▸ **Description of the task**:
The expected output is the line with "column 75, row 10" plus all lines after it to the end of the material below, reproduced exactly, with pictures omitted and nothing else included.
⁂
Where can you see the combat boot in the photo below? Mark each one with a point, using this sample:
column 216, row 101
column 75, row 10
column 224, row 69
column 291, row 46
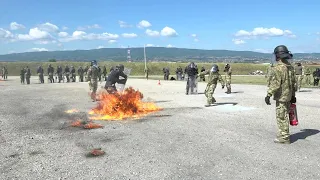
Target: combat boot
column 281, row 141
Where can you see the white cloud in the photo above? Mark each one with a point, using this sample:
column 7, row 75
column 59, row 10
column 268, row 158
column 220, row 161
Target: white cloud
column 63, row 34
column 81, row 35
column 123, row 24
column 144, row 24
column 129, row 35
column 112, row 41
column 238, row 41
column 263, row 50
column 151, row 33
column 5, row 34
column 34, row 34
column 95, row 26
column 169, row 32
column 48, row 27
column 264, row 32
column 38, row 49
column 45, row 42
column 16, row 26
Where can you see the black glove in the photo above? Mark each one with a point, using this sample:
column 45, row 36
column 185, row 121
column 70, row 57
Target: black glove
⁂
▸ **Task response**:
column 75, row 10
column 224, row 69
column 291, row 46
Target: combat boot
column 281, row 141
Where can you see the white cloud in the photo above? Mark each one with a point, using this sample:
column 7, row 75
column 59, row 10
column 268, row 158
column 220, row 161
Target: white cloud
column 63, row 34
column 81, row 35
column 123, row 24
column 144, row 24
column 129, row 35
column 112, row 41
column 238, row 41
column 263, row 50
column 151, row 33
column 5, row 34
column 34, row 34
column 95, row 26
column 169, row 32
column 48, row 27
column 264, row 32
column 38, row 49
column 45, row 42
column 16, row 26
Where can you see the black glove in the photo above? Mark each one with a point, using this sample:
column 45, row 36
column 185, row 121
column 70, row 57
Target: black glove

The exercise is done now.